- **Given exercise**:
Start at the line containing "# Mark the region of the crowd" and transcribe every line exactly through the end of the records below, and only those lines.

- **Excerpts of annotation records**:
■ ■ ■ ■ ■ ■ ■
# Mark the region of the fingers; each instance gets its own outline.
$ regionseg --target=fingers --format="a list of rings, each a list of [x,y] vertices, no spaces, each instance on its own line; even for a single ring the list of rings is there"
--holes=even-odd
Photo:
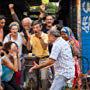
[[[14,7],[14,4],[9,4],[9,9],[12,9]]]

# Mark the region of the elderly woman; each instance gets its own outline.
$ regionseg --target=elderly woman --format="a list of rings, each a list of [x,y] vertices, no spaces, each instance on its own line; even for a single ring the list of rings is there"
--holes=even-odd
[[[78,55],[80,54],[80,45],[79,42],[75,39],[74,34],[72,33],[72,30],[69,27],[63,27],[61,29],[61,36],[64,40],[66,40],[72,49],[74,62],[75,62],[75,78],[73,82],[73,87],[76,85],[77,78],[79,77],[81,71],[80,71],[80,65],[79,65],[79,59]],[[78,88],[80,90],[81,81],[78,80]]]
[[[5,90],[21,90],[15,82],[14,73],[18,72],[18,46],[15,42],[7,42],[3,46],[2,77]]]
[[[4,42],[13,41],[17,43],[19,47],[19,56],[22,55],[22,44],[28,47],[28,44],[26,40],[21,36],[21,34],[18,32],[19,30],[19,24],[17,22],[12,22],[9,25],[10,33],[4,38]]]
[[[24,44],[29,48],[29,42],[26,42],[25,38],[21,36],[21,34],[18,32],[19,30],[19,24],[17,22],[12,22],[9,25],[10,33],[4,38],[4,42],[6,43],[8,41],[13,41],[18,45],[18,57],[20,58],[18,60],[18,68],[19,71],[16,73],[16,81],[18,84],[20,84],[20,77],[21,77],[21,58],[22,58],[22,45]]]

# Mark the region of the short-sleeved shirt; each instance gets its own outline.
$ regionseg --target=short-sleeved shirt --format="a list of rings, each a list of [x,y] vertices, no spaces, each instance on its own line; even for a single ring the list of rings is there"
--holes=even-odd
[[[48,35],[42,32],[41,35],[42,39],[44,40],[45,43],[48,43]],[[35,36],[35,34],[31,35],[31,40],[30,44],[32,46],[32,53],[35,54],[38,57],[44,57],[47,56],[48,53],[48,48],[44,50],[42,48],[40,39]]]
[[[74,60],[70,45],[61,37],[53,43],[50,57],[55,60],[55,76],[62,75],[68,79],[75,74]]]

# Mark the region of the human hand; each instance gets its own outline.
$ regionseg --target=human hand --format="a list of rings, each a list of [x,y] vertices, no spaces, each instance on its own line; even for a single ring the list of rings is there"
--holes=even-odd
[[[0,90],[3,90],[3,87],[0,85]]]
[[[34,64],[34,66],[29,69],[29,72],[30,72],[30,73],[32,73],[33,70],[38,69],[38,66],[39,66],[39,65],[38,65],[35,61],[33,62],[33,64]]]
[[[9,4],[8,6],[9,6],[9,9],[13,9],[14,4]]]
[[[40,10],[41,10],[41,11],[45,11],[45,8],[46,8],[46,7],[45,7],[45,4],[40,5]]]

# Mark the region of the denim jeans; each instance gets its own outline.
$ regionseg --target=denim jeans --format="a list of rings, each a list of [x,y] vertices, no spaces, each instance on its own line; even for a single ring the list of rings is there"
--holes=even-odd
[[[50,90],[63,90],[67,80],[64,76],[55,76]]]

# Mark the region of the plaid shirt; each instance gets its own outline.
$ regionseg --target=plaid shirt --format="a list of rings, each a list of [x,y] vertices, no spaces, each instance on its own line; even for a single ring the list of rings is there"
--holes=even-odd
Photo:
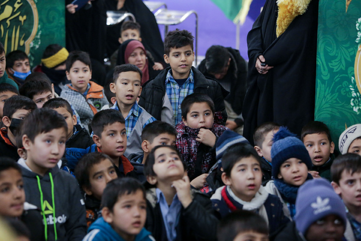
[[[118,107],[118,103],[117,102],[115,102],[115,103],[114,104],[114,105],[113,105],[110,108],[119,110],[119,109]],[[135,124],[138,120],[138,118],[140,115],[140,114],[141,114],[142,111],[143,110],[139,107],[139,106],[138,105],[137,102],[135,102],[134,104],[132,106],[131,109],[130,109],[130,110],[129,110],[129,112],[128,113],[128,115],[127,115],[127,116],[125,117],[125,129],[126,129],[127,138],[129,138],[129,137],[130,135],[130,133],[133,130],[133,128],[134,128],[135,126]],[[144,125],[144,126],[143,126],[143,128],[144,128],[147,125],[149,124],[149,123],[151,123],[154,120],[156,120],[154,117],[152,117],[151,118],[149,118],[145,122],[145,124]]]
[[[346,215],[348,221],[350,222],[351,227],[352,227],[353,235],[356,240],[361,240],[361,223],[358,222],[354,217],[348,212],[348,210],[346,209]]]
[[[171,69],[169,69],[165,78],[165,87],[167,95],[169,98],[173,108],[175,126],[182,122],[182,110],[180,103],[187,95],[193,93],[194,90],[194,75],[191,70],[191,73],[187,81],[179,87],[171,75]]]

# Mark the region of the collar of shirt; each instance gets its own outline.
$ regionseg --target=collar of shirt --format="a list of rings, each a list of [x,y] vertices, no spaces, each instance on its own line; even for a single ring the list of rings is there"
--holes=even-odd
[[[173,72],[171,71],[171,69],[169,69],[168,73],[167,73],[166,77],[165,77],[165,84],[166,84],[168,81],[173,82],[177,85],[178,84],[176,82],[175,82],[175,80],[174,80],[174,78],[172,75],[172,73]],[[193,71],[192,69],[191,69],[191,72],[190,72],[188,78],[183,84],[184,85],[186,83],[194,83],[194,74],[193,73]]]
[[[179,218],[180,215],[182,203],[178,199],[176,194],[174,195],[170,206],[165,200],[165,197],[159,188],[155,189],[157,202],[159,204],[160,211],[164,221],[167,238],[168,241],[173,240],[176,237],[175,228],[178,225]]]

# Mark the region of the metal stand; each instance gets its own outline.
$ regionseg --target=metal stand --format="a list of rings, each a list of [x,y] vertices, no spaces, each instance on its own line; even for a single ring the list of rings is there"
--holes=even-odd
[[[155,12],[154,16],[158,24],[164,26],[165,36],[168,33],[168,26],[181,23],[192,14],[194,14],[196,16],[196,51],[195,51],[195,55],[196,55],[196,63],[197,64],[197,52],[198,50],[197,44],[198,40],[198,16],[197,12],[193,10],[187,12],[161,9]]]
[[[163,6],[164,6],[164,8],[167,8],[166,4],[161,2],[143,1],[143,3],[149,9],[150,12],[160,9]]]

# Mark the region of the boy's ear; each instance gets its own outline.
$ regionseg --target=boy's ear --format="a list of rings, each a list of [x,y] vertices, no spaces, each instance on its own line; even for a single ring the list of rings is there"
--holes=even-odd
[[[13,75],[14,74],[14,71],[11,70],[11,68],[7,68],[6,71],[8,73]]]
[[[168,55],[164,54],[163,57],[164,57],[164,62],[165,62],[165,63],[169,64],[169,57],[168,57]]]
[[[32,141],[29,139],[29,138],[28,137],[28,136],[27,136],[26,135],[24,135],[24,136],[23,136],[22,140],[23,140],[23,146],[24,147],[24,149],[26,150],[27,151],[30,150],[30,145],[32,144]]]
[[[116,93],[116,92],[115,91],[115,84],[112,82],[109,84],[109,89],[110,89],[110,91],[112,93],[114,93],[114,94]]]
[[[104,207],[102,209],[102,217],[104,221],[108,223],[113,222],[113,213],[107,207]]]
[[[330,153],[333,153],[333,151],[334,151],[334,143],[333,143],[333,142],[331,142],[331,144],[330,144]]]
[[[67,79],[68,79],[68,80],[70,80],[70,76],[68,70],[65,70],[65,73],[67,75]]]
[[[3,117],[3,123],[4,124],[6,127],[9,127],[10,124],[11,124],[11,119],[8,116]]]
[[[73,119],[73,125],[75,126],[77,124],[77,123],[78,123],[77,119],[76,118],[76,115],[75,115],[75,114],[73,114],[73,117],[72,117],[72,119]]]
[[[338,186],[338,184],[336,183],[335,182],[332,181],[331,182],[331,185],[332,185],[332,187],[333,188],[333,190],[334,190],[335,192],[337,194],[337,195],[340,195],[341,194],[341,189],[339,187],[339,186]]]
[[[263,155],[262,154],[262,149],[261,149],[260,147],[259,147],[258,146],[255,146],[254,148],[255,148],[255,150],[256,150],[256,151],[257,152],[257,154],[258,154],[258,156],[259,156],[261,157],[263,156]]]
[[[228,176],[227,175],[226,175],[225,172],[223,172],[222,174],[222,176],[221,176],[221,178],[222,179],[222,181],[223,182],[223,183],[227,185],[227,186],[229,186],[231,184],[231,180],[230,178],[230,177]]]
[[[113,104],[114,104],[115,103],[115,102],[116,102],[116,98],[115,97],[112,97],[110,98],[110,101],[113,103]]]
[[[147,181],[151,185],[155,185],[157,183],[156,177],[154,176],[147,176]]]
[[[143,149],[143,151],[144,152],[146,152],[147,153],[149,153],[150,152],[150,151],[151,150],[150,150],[149,148],[149,145],[150,143],[147,141],[146,140],[144,140],[142,142],[141,146],[142,146],[142,149]]]
[[[97,147],[99,148],[101,148],[101,142],[100,141],[100,138],[96,135],[93,135],[93,141],[97,145]]]

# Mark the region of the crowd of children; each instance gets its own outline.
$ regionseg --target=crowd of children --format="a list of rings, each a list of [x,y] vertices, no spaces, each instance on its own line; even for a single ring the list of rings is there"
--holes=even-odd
■ ■ ■ ■ ■ ■ ■
- **Response to this exercise**:
# Mark the region of the crowd of children; each instance gets its own outline.
$ regionseg --target=crowd of children --format="a list of rings, each a list of [x,y] vertices, no spaces, each instance on its own line; even for a single ring the list of rings is there"
--holes=even-odd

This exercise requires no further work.